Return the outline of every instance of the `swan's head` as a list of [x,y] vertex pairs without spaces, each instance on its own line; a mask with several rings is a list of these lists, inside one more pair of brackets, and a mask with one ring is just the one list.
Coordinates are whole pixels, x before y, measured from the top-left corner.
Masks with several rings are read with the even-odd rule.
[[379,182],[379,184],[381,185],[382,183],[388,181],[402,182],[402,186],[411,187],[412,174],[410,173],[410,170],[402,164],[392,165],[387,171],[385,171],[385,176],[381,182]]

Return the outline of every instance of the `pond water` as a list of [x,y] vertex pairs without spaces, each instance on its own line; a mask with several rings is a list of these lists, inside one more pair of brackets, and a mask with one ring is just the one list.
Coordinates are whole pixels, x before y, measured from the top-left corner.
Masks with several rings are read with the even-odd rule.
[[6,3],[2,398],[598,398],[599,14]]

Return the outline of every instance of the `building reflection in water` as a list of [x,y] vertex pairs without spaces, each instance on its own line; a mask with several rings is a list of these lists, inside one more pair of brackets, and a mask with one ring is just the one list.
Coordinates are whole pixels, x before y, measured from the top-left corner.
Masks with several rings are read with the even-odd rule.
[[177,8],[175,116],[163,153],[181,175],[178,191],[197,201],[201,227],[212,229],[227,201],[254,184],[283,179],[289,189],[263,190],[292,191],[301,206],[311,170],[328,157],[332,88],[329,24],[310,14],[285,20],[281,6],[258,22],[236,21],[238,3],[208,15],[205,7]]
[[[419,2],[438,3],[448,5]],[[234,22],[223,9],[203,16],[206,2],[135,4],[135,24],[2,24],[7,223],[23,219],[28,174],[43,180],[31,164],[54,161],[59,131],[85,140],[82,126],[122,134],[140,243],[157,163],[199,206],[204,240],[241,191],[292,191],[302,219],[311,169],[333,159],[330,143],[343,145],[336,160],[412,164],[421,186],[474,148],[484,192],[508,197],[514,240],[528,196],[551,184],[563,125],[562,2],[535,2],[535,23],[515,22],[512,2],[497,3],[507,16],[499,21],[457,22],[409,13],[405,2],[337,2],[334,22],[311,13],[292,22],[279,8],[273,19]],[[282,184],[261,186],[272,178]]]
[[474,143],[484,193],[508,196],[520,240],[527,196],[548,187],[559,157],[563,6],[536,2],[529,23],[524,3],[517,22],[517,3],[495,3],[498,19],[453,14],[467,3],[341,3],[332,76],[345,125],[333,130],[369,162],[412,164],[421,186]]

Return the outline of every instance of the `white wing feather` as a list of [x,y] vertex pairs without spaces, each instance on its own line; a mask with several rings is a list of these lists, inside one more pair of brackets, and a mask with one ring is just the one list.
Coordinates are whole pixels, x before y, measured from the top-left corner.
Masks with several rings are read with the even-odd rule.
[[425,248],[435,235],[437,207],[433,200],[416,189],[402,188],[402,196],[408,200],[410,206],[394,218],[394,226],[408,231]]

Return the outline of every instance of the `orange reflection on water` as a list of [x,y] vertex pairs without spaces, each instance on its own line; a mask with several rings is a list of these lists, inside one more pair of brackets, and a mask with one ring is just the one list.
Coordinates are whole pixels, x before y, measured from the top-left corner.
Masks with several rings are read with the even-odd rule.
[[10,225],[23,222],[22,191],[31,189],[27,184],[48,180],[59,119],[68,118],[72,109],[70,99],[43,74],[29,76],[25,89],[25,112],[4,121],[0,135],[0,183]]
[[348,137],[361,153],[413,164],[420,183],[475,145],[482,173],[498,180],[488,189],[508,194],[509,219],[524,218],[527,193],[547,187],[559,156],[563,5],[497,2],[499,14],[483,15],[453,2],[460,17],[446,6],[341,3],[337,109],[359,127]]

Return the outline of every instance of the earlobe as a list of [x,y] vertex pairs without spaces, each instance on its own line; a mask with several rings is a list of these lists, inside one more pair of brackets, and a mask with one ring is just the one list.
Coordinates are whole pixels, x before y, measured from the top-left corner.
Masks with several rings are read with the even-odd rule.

·····

• Exercise goal:
Above are the records; copy all of them exactly.

• Result of this task:
Return the outline of every instance of the `swan's head` as a list of [x,y] vertex pairs without spaces, each instance on its own line; a mask with several rings is a list of these lists, inside one more pair of brackets, and a mask with one ring is just the one list.
Coordinates are whole pixels, x before y, measured from the top-left corner.
Masks with several rings are read with the even-odd rule.
[[379,182],[379,184],[381,185],[382,183],[388,181],[402,182],[402,186],[411,187],[412,174],[410,173],[410,170],[402,164],[392,165],[387,171],[385,171],[385,176],[381,182]]

Return the outline of every instance of the `pond water` as a list of [x,y] vertex pairs without spaces, each instance on its own line; a mask with several rings is a list of these lists, inside one more pair of brackets, and a mask with one ring is just the one list.
Coordinates are whole pixels, x before y, measured from the top-left corner.
Masks with several rings are read with the even-odd rule.
[[6,3],[2,398],[598,398],[599,14]]

Return the outline of every instance of the `building reflection in water` as a list of [x,y] vertex pairs without spaces, each instance on its own line; a mask with several rings is a list of these lists, inside one more pair of brackets, and a mask with one ring is just the one list.
Coordinates are whole pixels, x before y, measured from the top-left corner.
Masks with several rings are read with the even-odd rule.
[[177,8],[175,116],[163,153],[181,175],[178,191],[197,201],[201,227],[212,229],[227,201],[254,184],[283,179],[289,189],[263,190],[292,191],[301,206],[311,170],[328,157],[332,88],[329,24],[310,14],[285,20],[281,6],[258,22],[236,21],[238,3],[208,15],[205,7]]
[[[419,2],[438,3],[448,5]],[[234,22],[223,9],[203,16],[206,2],[135,4],[135,24],[2,24],[7,223],[23,219],[28,174],[43,180],[31,164],[54,161],[59,131],[85,140],[82,126],[122,134],[140,243],[157,163],[199,206],[204,240],[241,191],[292,191],[302,219],[311,169],[333,159],[330,143],[343,145],[336,160],[412,164],[421,186],[474,148],[484,192],[508,197],[514,240],[528,196],[551,184],[563,125],[562,2],[535,2],[535,23],[515,22],[512,2],[497,3],[507,16],[499,21],[457,22],[409,13],[405,2],[337,2],[334,22],[311,13],[292,22],[279,8],[273,19]],[[282,184],[261,186],[272,178]]]
[[474,143],[484,193],[508,196],[520,240],[527,196],[548,187],[559,157],[563,6],[536,2],[529,23],[524,3],[517,22],[517,3],[495,3],[498,19],[453,14],[467,3],[341,3],[332,76],[345,125],[333,130],[369,162],[412,164],[421,186]]

Return the outline of every instance of the `white wing feather` as a list of [x,y] vertex pairs without spaces, each instance on its own line; a mask with several rings is a list of these lists, inside one more pair of brackets, and a mask with one ring is just the one list.
Coordinates are whole pixels, x before y, measured from the top-left corner.
Masks with several rings are read with the even-odd rule.
[[425,248],[435,235],[437,207],[433,200],[416,189],[402,188],[402,196],[408,200],[410,206],[394,218],[394,226],[408,231]]

Return the outline of every instance of the `orange reflection on water` as a list of [x,y] vertex pairs without spaces, each instance on its own line; a mask with several rings is a list of these lists, inside one more pair of brackets, and a mask with one ring is just the one list.
Coordinates are whole pixels, x before y, measured from the top-left corner.
Masks with several rings are read with the even-odd rule.
[[10,225],[23,222],[22,191],[31,189],[27,184],[48,180],[59,119],[68,118],[72,109],[70,99],[43,74],[29,76],[25,89],[25,112],[4,121],[0,135],[0,183]]
[[348,137],[361,153],[413,164],[420,183],[475,145],[482,173],[498,180],[488,189],[508,194],[509,219],[524,218],[527,193],[547,187],[559,156],[563,5],[497,2],[499,14],[483,15],[453,2],[460,17],[446,6],[341,3],[337,109],[359,127]]

Return the outline of every instance of the earlobe as a list of [x,y] vertex pairs without spaces, each instance on its own line; a mask with several rings is a list of these lists, inside one more pair of brackets, and a mask with one ring is just the one list.
Coordinates are whole pixels, x before y, measured from the top-left corner.
Masks with several rings are read with the even-odd rule.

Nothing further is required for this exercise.